(Text section)
While Hungarian politicians vehemently rejected the idea of accepting non-Christian refugees, some religious leaders endeavored to set an example of welcoming the Stranger. Miklós Beer, the now retired Catholic Bishop of Vác, housed refugees in his rectory. “Pope Francis said that refugees are our brothers. In the Bible, Jesus said: ‘When I was a refugee myself, you took me in.’ You cannot understand this message in any other way.” Beer was disappointed over the apathy of other clergy and members of his congregation and their reluctance to follow in his footsteps. They chose to believe the hateful and intimidating messages broadcasted by state media. He commented on people’s irresponsiveness and hostility, saying, “What makes me sad is that they want to protect Christianity and yet they reject refugees. So, what is it that makes us Christians?” While most of the Hungarian Catholic clergy ignored Bishop Beer, his friend, Lutheran Bishop Tamas Fabiny, joined him in recording a video message about the importance of welcoming the Stranger. They recorded the message at the invitation of the UN High Commissioner for Refugees (United Nations High Commissioner for Refugees, 2017).

There were also several other members of the Hungarian clergy who responded positively to Pope Francis’s call. Péter Mustó, a Jesuit priest, and Csaba Böjte, a Franciscan monk, stressed the importance of the message of humanitarian responsibility toward refugees. István Bogárdi Szabó, the Bishop of the Hungarian Reformed Church’s Synod, called for the expansion of the Refugee Mission. Péter Ganec, a Lutheran Bishop, visited one of the refugee camps and called for compassion and assistance to refugees (Barcsa & Máté-Tóth, 2016).

Others, however, thought it was not their responsibility. The Hungarian Baptists believed that it was more important to invest in helping refugees in their countries of origin than providing assistance in Hungary. Leaders of several Hungarian Jewish communities publicly empathized with the persecution faced by Muslim refugees, but called on governments of rich Arab countries to step up and help. They also emphasized the need for strict control of immigration, but maintained that the decision should be in the hands of the Hungarian government (Barcsa et al., 2019).

The Hungarian Catholic Bishops’ Conference admitted the seriousness of the situation and assured the public that Caritas Hungarica was looking for effective ways to help refugees, but also stressed that countries have both a right and a duty to protect their citizens. The bishops also indicated their serious concern for the situation of Christians in the Middle East (Barcsa & Máté-Tóth, 2016).
(End Text section)
(Provided records)
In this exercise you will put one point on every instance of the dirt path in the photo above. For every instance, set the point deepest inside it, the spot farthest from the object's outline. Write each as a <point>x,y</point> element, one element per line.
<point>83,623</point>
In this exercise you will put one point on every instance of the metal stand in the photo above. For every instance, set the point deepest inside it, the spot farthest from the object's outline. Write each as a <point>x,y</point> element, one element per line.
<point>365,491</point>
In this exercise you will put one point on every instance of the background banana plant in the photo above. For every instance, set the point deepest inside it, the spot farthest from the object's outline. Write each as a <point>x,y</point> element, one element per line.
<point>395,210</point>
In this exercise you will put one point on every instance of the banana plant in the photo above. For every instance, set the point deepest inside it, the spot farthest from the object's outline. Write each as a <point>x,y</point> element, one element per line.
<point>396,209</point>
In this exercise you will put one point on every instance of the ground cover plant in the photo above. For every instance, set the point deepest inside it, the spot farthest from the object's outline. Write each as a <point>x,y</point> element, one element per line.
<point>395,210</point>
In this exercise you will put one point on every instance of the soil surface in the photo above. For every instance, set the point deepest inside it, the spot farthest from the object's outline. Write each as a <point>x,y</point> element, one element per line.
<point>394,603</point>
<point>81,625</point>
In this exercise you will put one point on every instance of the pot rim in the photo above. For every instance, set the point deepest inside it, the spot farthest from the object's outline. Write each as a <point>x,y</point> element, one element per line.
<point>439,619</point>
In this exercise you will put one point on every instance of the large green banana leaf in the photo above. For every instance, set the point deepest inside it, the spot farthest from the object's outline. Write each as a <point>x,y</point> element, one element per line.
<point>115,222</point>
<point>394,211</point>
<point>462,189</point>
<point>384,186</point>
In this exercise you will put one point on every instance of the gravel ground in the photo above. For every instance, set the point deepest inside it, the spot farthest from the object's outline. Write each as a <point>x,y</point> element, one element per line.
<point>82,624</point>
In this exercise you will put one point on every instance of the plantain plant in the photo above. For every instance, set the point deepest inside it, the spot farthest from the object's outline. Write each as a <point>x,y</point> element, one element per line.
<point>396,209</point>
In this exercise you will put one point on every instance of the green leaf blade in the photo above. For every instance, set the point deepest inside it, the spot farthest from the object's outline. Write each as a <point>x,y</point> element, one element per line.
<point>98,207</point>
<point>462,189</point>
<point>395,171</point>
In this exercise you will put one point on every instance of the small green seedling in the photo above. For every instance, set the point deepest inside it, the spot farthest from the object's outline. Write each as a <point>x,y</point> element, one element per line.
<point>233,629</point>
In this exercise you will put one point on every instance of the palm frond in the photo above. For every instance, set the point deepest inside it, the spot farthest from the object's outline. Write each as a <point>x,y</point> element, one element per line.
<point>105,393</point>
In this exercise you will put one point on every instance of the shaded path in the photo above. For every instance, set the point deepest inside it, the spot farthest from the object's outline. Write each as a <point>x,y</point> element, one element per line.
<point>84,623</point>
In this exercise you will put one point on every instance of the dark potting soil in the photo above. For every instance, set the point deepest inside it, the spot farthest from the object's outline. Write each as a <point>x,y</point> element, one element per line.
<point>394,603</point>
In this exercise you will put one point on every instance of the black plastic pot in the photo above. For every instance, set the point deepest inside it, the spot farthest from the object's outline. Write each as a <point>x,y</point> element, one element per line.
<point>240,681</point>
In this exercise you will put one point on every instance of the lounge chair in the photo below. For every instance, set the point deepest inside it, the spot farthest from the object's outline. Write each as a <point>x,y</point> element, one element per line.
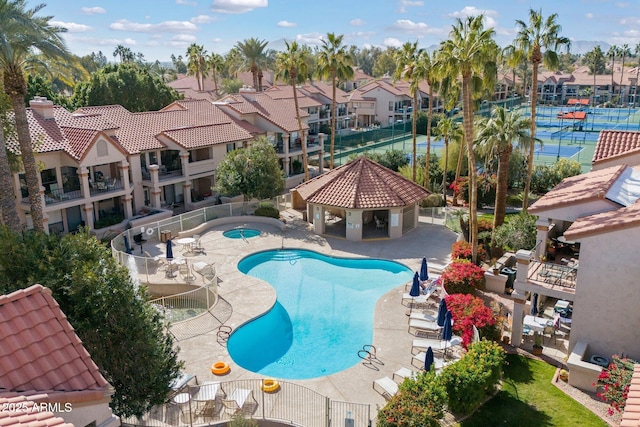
(End Provided records)
Assignment:
Extract the part of the text on Hungarian religious leaders and refugees from "Others, however, thought" to "et al., 2019).". The records aren't needed for the work here.

Response to the task:
Others, however, thought it was not their responsibility. The Hungarian Baptists believed that it was more important to invest in helping refugees in their countries of origin than providing assistance in Hungary. Leaders of several Hungarian Jewish communities publicly empathized with the persecution faced by Muslim refugees, but called on governments of rich Arab countries to step up and help. They also emphasized the need for strict control of immigration, but maintained that the decision should be in the hands of the Hungarian government (Barcsa et al., 2019).